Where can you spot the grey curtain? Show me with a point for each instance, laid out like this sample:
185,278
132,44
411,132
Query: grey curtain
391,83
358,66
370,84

What the task asks: Output the listing once more. Leave each word as it stands.

Exercise answer:
Where can you spot the grey curtain? Show me with a point for each instance, laid out like this sample:
185,278
132,44
411,132
Query: grey curtain
391,83
358,66
370,84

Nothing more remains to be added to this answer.